Work request => Using the records that follow, copy every line containing the word "price".

[Point localization data]

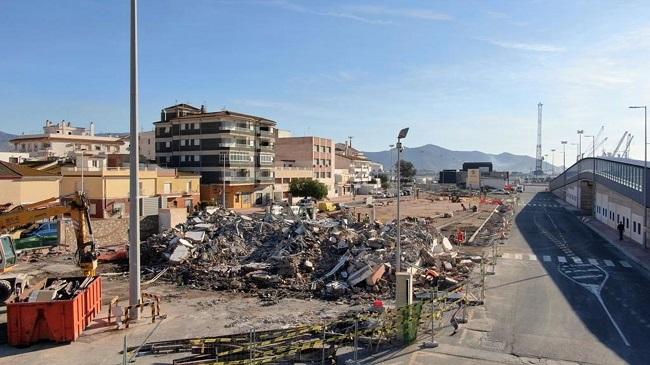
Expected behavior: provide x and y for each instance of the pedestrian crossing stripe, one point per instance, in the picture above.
(564, 259)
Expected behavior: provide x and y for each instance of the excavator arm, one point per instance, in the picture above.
(76, 209)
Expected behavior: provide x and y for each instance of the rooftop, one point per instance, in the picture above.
(12, 170)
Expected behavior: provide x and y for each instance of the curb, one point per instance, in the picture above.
(586, 221)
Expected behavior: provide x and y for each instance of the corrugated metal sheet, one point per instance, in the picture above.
(149, 206)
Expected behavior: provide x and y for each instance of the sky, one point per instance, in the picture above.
(465, 75)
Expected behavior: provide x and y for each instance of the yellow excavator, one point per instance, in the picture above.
(76, 208)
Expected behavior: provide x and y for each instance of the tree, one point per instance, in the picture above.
(384, 180)
(308, 188)
(407, 170)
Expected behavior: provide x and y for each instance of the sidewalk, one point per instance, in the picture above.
(634, 251)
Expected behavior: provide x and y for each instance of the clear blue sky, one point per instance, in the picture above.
(462, 74)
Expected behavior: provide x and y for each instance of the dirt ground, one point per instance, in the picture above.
(194, 313)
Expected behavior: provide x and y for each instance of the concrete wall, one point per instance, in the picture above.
(28, 190)
(612, 207)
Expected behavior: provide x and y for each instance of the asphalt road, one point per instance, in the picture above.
(561, 294)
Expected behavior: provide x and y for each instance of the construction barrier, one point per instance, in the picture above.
(318, 343)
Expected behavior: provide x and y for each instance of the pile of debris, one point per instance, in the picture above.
(276, 255)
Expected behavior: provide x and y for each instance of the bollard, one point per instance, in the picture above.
(433, 343)
(124, 352)
(463, 303)
(322, 360)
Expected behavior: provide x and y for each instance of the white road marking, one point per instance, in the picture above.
(586, 277)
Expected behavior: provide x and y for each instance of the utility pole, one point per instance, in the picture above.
(398, 259)
(134, 216)
(538, 162)
(553, 161)
(564, 165)
(580, 132)
(645, 172)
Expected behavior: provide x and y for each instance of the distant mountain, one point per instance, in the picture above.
(436, 158)
(4, 142)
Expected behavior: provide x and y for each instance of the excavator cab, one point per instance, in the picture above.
(7, 253)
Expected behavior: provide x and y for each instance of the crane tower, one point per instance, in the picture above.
(538, 157)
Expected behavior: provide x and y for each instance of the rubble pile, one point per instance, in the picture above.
(276, 255)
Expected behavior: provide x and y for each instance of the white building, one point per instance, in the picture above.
(60, 140)
(147, 145)
(13, 157)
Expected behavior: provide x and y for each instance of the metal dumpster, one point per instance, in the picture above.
(58, 320)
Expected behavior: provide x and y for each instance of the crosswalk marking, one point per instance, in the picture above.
(583, 265)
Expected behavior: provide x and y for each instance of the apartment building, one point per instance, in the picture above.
(147, 145)
(60, 140)
(224, 147)
(107, 188)
(23, 185)
(308, 152)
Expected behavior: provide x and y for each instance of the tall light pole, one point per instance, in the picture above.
(563, 155)
(580, 132)
(392, 165)
(645, 171)
(564, 166)
(553, 162)
(134, 222)
(223, 188)
(402, 134)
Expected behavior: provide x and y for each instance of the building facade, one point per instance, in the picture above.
(61, 140)
(107, 188)
(147, 145)
(23, 185)
(226, 148)
(308, 152)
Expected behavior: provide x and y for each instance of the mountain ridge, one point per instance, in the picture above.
(436, 158)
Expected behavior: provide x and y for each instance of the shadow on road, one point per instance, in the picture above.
(553, 231)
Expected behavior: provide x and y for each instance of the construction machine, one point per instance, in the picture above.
(76, 208)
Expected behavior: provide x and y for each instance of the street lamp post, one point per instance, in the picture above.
(580, 132)
(392, 165)
(553, 162)
(402, 134)
(223, 187)
(135, 295)
(564, 165)
(645, 171)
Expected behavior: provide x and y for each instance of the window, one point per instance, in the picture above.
(265, 158)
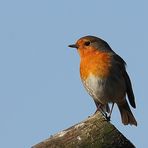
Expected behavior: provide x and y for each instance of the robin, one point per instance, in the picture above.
(104, 76)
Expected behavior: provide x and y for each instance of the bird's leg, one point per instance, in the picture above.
(99, 108)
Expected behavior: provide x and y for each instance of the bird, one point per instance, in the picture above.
(104, 76)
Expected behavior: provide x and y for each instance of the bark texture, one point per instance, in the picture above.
(94, 132)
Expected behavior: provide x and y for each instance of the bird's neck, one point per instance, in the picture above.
(95, 63)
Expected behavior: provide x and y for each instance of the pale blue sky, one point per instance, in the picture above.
(40, 88)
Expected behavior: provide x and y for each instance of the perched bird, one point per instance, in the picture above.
(104, 76)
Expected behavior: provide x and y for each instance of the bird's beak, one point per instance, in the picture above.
(73, 46)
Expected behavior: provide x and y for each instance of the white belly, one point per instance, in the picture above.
(104, 90)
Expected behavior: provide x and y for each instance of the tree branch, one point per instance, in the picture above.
(94, 132)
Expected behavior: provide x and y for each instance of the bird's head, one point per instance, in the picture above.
(89, 44)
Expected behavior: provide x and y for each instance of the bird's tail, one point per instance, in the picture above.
(126, 114)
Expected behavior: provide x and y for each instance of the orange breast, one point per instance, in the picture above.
(96, 63)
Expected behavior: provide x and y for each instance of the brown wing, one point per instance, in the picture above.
(121, 64)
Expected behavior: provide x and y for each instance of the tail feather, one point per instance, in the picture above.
(126, 114)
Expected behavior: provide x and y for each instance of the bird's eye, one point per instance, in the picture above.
(87, 43)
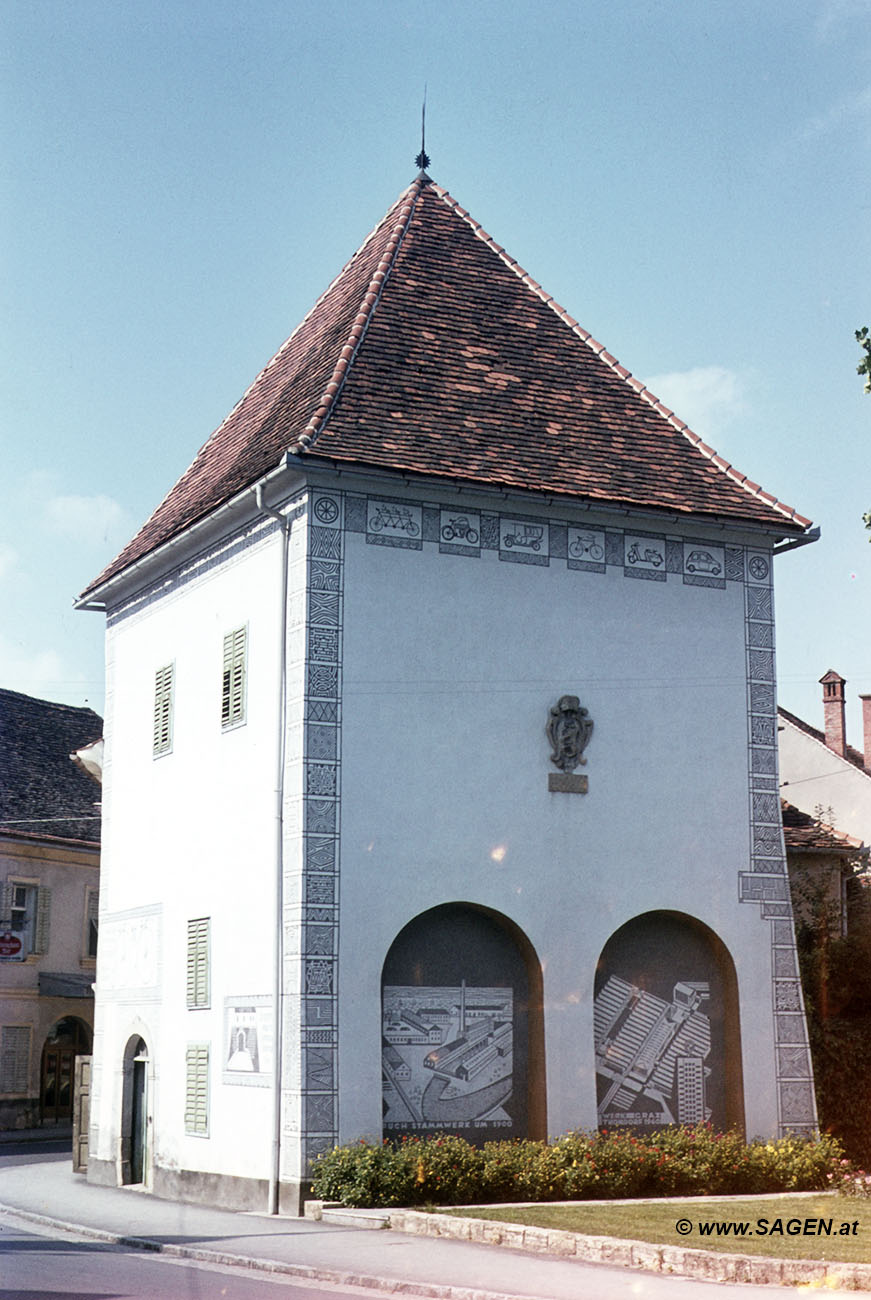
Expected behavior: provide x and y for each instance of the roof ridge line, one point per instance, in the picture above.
(611, 362)
(360, 324)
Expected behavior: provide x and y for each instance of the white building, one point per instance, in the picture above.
(820, 772)
(50, 882)
(359, 876)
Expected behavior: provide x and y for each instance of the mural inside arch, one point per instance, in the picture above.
(659, 1017)
(454, 1031)
(447, 1057)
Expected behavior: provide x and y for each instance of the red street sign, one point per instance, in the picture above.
(9, 944)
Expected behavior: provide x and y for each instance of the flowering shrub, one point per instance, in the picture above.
(677, 1161)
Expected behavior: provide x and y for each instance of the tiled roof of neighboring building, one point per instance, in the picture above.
(42, 791)
(852, 755)
(436, 355)
(805, 832)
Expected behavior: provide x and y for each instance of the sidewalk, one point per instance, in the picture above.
(46, 1191)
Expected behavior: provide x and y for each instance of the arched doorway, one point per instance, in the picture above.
(135, 1113)
(66, 1039)
(463, 1028)
(667, 1031)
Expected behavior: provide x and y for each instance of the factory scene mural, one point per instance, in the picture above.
(666, 1027)
(455, 1028)
(447, 1057)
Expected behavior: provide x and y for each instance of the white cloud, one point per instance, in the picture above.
(8, 559)
(39, 672)
(706, 398)
(89, 519)
(850, 111)
(837, 13)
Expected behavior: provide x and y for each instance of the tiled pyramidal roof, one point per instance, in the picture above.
(434, 354)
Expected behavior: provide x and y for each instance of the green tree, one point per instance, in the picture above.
(863, 337)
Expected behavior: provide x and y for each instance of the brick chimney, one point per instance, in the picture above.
(833, 711)
(866, 728)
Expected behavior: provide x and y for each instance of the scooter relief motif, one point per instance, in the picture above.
(568, 731)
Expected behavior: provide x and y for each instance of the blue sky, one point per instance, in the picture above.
(182, 180)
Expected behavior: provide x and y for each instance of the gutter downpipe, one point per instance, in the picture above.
(278, 949)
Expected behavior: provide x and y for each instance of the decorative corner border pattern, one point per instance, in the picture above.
(767, 883)
(323, 754)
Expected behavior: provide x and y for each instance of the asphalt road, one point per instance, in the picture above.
(43, 1265)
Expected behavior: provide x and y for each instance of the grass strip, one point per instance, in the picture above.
(789, 1227)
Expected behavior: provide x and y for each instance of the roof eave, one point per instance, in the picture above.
(95, 597)
(792, 528)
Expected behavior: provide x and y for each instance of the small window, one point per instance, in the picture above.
(196, 1090)
(163, 737)
(198, 963)
(233, 679)
(14, 1058)
(26, 911)
(91, 921)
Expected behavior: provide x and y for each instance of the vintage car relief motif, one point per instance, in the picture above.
(650, 1054)
(447, 1057)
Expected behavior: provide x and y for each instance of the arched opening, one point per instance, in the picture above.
(462, 1025)
(66, 1039)
(135, 1113)
(667, 1030)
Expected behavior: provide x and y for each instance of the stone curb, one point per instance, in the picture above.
(707, 1265)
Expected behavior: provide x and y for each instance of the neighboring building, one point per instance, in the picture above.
(826, 870)
(50, 879)
(414, 683)
(820, 772)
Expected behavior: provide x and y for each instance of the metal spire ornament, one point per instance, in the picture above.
(423, 157)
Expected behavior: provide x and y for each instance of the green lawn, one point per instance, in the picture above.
(793, 1223)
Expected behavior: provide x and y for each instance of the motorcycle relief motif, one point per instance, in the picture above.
(458, 528)
(651, 1054)
(644, 551)
(447, 1057)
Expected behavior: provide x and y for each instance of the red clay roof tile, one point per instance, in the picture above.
(386, 372)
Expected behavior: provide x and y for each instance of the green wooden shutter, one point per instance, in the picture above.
(14, 1058)
(92, 922)
(163, 733)
(196, 1090)
(43, 919)
(5, 904)
(233, 677)
(198, 962)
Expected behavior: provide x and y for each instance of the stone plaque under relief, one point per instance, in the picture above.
(567, 783)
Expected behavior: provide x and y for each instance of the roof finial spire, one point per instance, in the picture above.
(423, 157)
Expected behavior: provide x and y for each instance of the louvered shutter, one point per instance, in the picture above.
(14, 1058)
(92, 921)
(163, 735)
(196, 1090)
(233, 677)
(43, 919)
(198, 962)
(7, 897)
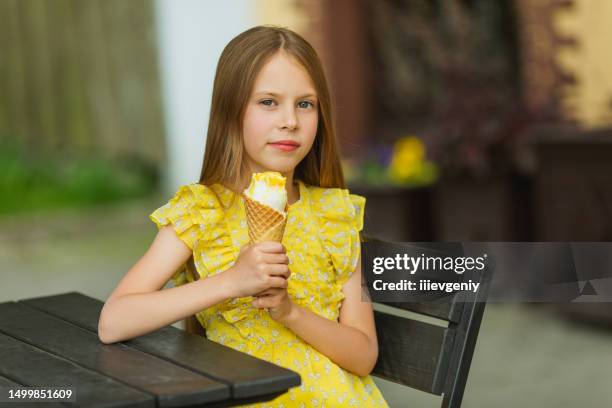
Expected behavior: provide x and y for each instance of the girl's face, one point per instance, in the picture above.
(281, 117)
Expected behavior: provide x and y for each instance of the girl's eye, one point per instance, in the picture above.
(308, 104)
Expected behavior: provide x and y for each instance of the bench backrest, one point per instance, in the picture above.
(434, 357)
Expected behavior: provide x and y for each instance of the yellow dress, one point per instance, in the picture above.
(322, 242)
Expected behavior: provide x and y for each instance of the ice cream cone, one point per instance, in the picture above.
(265, 223)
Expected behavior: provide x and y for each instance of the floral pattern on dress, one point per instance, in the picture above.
(322, 242)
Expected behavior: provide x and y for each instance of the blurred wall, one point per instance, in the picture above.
(191, 36)
(589, 23)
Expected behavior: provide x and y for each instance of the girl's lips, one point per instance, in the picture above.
(285, 145)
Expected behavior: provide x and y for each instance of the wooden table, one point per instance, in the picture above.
(53, 340)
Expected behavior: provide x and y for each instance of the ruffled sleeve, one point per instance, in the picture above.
(195, 214)
(340, 217)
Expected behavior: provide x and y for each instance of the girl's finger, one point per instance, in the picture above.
(278, 270)
(271, 247)
(276, 258)
(267, 302)
(278, 282)
(270, 292)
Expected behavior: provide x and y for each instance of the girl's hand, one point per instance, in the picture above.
(277, 302)
(259, 267)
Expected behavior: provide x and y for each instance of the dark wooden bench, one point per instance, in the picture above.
(53, 340)
(434, 358)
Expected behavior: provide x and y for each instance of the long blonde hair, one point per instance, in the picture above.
(239, 64)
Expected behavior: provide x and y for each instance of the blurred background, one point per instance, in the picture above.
(459, 120)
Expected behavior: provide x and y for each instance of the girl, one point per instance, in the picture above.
(296, 304)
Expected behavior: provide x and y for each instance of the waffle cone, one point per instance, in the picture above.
(265, 223)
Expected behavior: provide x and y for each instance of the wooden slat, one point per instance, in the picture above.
(170, 384)
(32, 366)
(443, 309)
(410, 352)
(6, 383)
(248, 376)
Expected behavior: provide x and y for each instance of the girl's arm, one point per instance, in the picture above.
(351, 343)
(137, 306)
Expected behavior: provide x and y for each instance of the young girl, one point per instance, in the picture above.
(296, 304)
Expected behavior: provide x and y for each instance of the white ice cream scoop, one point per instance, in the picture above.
(268, 188)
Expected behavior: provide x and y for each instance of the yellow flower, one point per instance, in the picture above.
(407, 159)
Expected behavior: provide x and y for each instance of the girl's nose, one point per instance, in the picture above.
(289, 119)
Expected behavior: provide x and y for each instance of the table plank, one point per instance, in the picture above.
(248, 376)
(8, 383)
(32, 366)
(172, 385)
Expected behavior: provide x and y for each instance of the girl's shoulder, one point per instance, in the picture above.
(200, 196)
(337, 205)
(195, 211)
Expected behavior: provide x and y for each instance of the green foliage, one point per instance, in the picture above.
(31, 181)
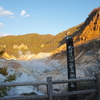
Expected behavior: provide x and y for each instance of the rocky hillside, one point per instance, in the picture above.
(33, 43)
(86, 43)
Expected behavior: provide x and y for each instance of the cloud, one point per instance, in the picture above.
(3, 34)
(1, 25)
(23, 14)
(11, 17)
(5, 12)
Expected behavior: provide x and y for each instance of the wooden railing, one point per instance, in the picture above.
(50, 95)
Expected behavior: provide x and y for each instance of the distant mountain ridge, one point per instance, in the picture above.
(33, 42)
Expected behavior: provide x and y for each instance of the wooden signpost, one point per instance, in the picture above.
(71, 66)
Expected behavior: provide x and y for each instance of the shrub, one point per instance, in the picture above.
(10, 78)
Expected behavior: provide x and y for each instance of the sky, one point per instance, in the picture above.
(19, 17)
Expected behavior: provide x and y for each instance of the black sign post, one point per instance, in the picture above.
(71, 66)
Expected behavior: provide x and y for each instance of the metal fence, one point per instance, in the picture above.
(49, 84)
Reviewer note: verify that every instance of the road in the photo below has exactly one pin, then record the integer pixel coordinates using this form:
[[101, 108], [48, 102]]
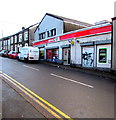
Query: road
[[74, 93]]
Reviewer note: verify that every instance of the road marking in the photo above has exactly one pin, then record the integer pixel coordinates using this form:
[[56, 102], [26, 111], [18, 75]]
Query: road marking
[[44, 101], [31, 68], [71, 80]]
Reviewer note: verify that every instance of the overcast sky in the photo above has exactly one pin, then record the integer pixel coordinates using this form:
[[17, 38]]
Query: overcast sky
[[14, 14]]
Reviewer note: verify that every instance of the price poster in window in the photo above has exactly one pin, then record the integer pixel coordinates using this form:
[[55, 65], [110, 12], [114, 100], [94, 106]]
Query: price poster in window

Expected output =>
Reviewer note: verify that every instance of the price poster in window in the photo above has exactly one pin, then record the integer pixel coordinates using this form:
Query: price poster in window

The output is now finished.